### EXERCISE DIRECTIONS
Please give the data again in full, precisely as it is written.

[Data records]

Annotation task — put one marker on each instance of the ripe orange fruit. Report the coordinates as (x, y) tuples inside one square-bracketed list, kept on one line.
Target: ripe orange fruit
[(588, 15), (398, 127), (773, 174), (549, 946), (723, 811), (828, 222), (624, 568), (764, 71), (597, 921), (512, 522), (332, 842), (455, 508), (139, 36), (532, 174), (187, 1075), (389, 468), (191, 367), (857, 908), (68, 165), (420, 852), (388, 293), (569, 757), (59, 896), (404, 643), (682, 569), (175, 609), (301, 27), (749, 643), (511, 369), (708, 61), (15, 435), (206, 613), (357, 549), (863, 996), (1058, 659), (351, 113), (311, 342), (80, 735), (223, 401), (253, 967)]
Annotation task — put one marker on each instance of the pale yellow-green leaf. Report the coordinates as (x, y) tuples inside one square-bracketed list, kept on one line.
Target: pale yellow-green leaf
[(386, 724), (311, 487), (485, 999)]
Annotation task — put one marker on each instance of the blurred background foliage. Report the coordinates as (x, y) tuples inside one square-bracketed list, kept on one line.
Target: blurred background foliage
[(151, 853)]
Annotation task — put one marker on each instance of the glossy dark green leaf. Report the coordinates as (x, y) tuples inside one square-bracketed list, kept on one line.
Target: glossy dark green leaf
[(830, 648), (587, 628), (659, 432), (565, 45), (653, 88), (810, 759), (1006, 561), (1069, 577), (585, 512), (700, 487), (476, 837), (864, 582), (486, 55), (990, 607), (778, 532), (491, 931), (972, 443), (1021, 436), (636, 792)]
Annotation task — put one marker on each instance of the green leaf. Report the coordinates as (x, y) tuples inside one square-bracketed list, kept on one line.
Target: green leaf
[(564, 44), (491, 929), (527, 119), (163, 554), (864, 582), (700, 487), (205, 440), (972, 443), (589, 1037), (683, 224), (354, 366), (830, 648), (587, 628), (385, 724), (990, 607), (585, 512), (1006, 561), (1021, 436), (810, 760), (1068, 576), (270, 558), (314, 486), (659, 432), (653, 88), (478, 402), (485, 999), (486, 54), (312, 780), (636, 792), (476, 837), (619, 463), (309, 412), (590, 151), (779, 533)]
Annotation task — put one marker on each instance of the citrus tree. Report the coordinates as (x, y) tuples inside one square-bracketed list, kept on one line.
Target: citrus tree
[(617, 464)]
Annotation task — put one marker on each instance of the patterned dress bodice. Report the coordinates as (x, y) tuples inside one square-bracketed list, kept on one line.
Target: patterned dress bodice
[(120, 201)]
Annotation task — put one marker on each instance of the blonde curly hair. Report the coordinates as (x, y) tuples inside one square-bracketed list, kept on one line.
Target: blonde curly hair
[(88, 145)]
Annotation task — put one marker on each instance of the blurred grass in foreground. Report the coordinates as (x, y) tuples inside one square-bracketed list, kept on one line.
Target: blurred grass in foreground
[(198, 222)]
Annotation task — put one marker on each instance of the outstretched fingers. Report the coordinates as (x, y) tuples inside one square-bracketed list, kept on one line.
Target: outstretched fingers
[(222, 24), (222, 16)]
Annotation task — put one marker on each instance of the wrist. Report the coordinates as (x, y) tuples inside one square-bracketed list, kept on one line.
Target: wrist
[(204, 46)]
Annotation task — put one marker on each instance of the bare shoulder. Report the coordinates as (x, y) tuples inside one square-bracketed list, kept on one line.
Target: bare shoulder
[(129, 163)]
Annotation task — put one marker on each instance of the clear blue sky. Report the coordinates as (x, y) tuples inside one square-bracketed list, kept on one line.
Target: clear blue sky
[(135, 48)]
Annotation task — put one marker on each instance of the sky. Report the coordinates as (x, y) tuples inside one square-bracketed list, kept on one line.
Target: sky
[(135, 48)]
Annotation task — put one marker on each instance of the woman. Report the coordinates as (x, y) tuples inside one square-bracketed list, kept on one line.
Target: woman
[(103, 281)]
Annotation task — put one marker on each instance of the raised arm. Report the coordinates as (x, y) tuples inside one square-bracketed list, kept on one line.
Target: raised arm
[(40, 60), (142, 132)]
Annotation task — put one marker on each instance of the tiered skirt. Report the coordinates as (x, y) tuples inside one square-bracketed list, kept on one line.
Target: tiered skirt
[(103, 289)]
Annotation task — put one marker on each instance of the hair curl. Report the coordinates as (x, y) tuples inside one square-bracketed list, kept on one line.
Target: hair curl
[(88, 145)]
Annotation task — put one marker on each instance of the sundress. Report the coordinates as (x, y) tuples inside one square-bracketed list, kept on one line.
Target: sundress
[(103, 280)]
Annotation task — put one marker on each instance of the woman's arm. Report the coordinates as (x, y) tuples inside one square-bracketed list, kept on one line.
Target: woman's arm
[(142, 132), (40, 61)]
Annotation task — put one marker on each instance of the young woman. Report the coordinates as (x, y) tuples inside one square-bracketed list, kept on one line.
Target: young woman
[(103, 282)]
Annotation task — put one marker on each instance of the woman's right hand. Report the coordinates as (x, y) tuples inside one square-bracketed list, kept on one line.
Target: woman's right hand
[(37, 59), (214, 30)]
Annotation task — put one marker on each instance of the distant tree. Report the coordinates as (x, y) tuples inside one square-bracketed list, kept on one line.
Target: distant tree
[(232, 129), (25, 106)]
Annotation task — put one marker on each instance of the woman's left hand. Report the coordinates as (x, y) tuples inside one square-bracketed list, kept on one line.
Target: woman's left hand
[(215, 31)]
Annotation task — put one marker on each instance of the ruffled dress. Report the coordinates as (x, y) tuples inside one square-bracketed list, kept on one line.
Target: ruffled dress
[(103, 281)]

### SOLUTION FOR THIS EXERCISE
Annotation task — put one marker on each instance of the ripe orange fruit. Report the coordinates as (x, y) tuples inside one square-bracketed list, kept on one line.
Target: ripe orange fruit
[(588, 15), (398, 127), (773, 174), (549, 946), (723, 811), (828, 222), (624, 568), (764, 71), (597, 921), (512, 522), (332, 842), (455, 508), (139, 36), (532, 174), (187, 1075), (389, 468), (191, 367), (857, 908), (68, 165), (420, 852), (388, 293), (569, 757), (59, 896), (404, 643), (682, 569), (175, 609), (301, 27), (749, 643), (511, 369), (708, 61), (15, 435), (206, 613), (357, 549), (863, 996), (1058, 659), (351, 113), (311, 342), (80, 735), (223, 401), (253, 967)]
Annotation task — put one marker on each instance of the pale yellow-green leaf. Report the coordinates as (x, y) tuples inside one square-bracketed list, kept on one line.
Target: pale yellow-green leaf
[(386, 724), (311, 487), (485, 999)]
Annotation task — put one marker on each instance of the blurred background foliage. Report the coordinates as (x, y) tuples inside one square-bracketed list, kept on one line.
Target: blurred background foliage
[(151, 853)]
Annotation task — put one marker on each instance of the glossy dark green leaf. Report the coordinates as (x, y) tuples inside one square-bracketed list, kept on one line.
Target: glossy dark green leaf
[(830, 648), (587, 628), (659, 432), (565, 45), (653, 88), (810, 759), (1006, 561), (1069, 577), (585, 512), (700, 487), (476, 837), (864, 582), (486, 55), (990, 607), (778, 532), (491, 931), (972, 443), (1021, 436), (636, 792)]
Annotation task — put one marker on each instance of the green leaf. Report the coordinates as (x, y) tuples inside one square-bracketed list, kept on one line.
Target: green leaf
[(564, 44), (491, 929), (527, 119), (163, 554), (864, 582), (700, 487), (205, 440), (972, 443), (589, 1037), (683, 224), (354, 366), (830, 648), (587, 628), (385, 724), (990, 607), (585, 512), (1006, 561), (1021, 436), (810, 760), (1068, 576), (270, 558), (314, 486), (659, 432), (653, 88), (478, 402), (485, 999), (486, 54), (312, 780), (636, 792), (476, 837), (619, 463), (309, 412), (590, 151), (779, 533)]
Annotation task — put one marker on each instance of the citrus tree. Report the coordinates as (x, y) tuples inside one square-bracketed list, kept on one line.
Target: citrus tree
[(617, 464)]
Annotation task — put one marker on each instance of the patterned dress bodice. Report the coordinates as (x, y) tuples inside one square-bracketed list, kept on one line.
Target: patterned dress bodice
[(120, 201)]
Annotation task — put one marker on each instance of the blonde curly hair. Report the coordinates as (x, y) tuples inside one square-bracketed list, kept on one line.
Target: blonde curly hair
[(88, 145)]
Annotation task — put one marker on each instance of the blurred grass in foreground. Report the coordinates as (x, y) tuples inside one square-bracketed list, kept on one line.
Target: blurred grass in foreground
[(198, 222)]
Annotation task — put one marker on each instance of the outstretched fingers. Report the coordinates as (x, y) tuples inside one square-bracketed list, kept on one line.
Target: outstretched fingers
[(222, 24), (222, 16)]
Annotation task — put one marker on each instance of the wrist. Report the coordinates as (x, y) tuples inside one square-bracketed list, kept on one line.
Target: wrist
[(204, 46)]
Annotation task — put one marker on each instance of the bare shoulder. Report the coordinates as (x, y) tuples inside one square-bracketed list, kept on one line.
Target: bare shoulder
[(129, 163)]
Annotation task — put one marker on each instance of the clear blue sky. Report the coordinates as (x, y) tuples inside one square-bracketed list, kept on one line.
Target: clear blue sky
[(135, 48)]
Annotation task — put one marker on each instance of the sky. Report the coordinates as (x, y) tuples inside one square-bracketed list, kept on one line.
Target: sky
[(135, 48)]
Annotation task — put one marker on each instance of the woman. Report the coordinates as (x, y) tuples inside one square-bracketed list, kept on one line.
Target: woman
[(103, 281)]
Annotation task — put one marker on each instance of the raised arm. Report the coordinates as (x, y) tuples inside one square-bracketed list, kept on one line.
Target: raised arm
[(40, 60), (142, 132)]
Annotation task — put one marker on each instance of the tiered skirt. Report the coordinates as (x, y) tuples inside one square-bracketed list, kept on one line.
Target: tiered skirt
[(103, 289)]
Annotation task — put one marker on each instance of the hair curl. Report the coordinates as (x, y) tuples inside one square-bracketed list, kept on one line.
Target: hair curl
[(88, 145)]
Annotation task — put one marker on each instance of the sundress. Report the coordinates as (x, y) tuples inside one square-bracketed list, kept on one line.
Target: sundress
[(103, 280)]
Annotation task — put one marker on each instance of the woman's arm. Report the coordinates as (x, y) tuples inside one square-bracketed list, kept on one line.
Target: woman's arm
[(142, 132), (40, 61)]
Annotation task — put one marker on each instance of the young woman. Report the coordinates as (x, y) tuples inside one square-bracketed list, kept on one line.
Target: young woman
[(103, 282)]
Annotation task — put one marker on each instance of the woman's right hand. Report the coordinates as (x, y) tuples inside one square-bracketed list, kept on one line.
Target: woman's right hand
[(37, 59), (214, 30)]
Annotation task — put one marker on each instance of the distant tree. Report the coordinates as (x, y) tuples inside one square-bracketed list, kept on one line.
Target: distant tree
[(232, 129), (25, 106)]
Annotation task — put one marker on each instance of the woman's left hand. Report the coordinates as (x, y) tuples inside one square-bracketed list, kept on one line.
Target: woman's left hand
[(215, 31)]
Annotation task — put one marker on each instance of the ruffled dress. Report the coordinates as (x, y) tuples inside one square-bracketed list, kept on one line.
Target: ruffled dress
[(103, 281)]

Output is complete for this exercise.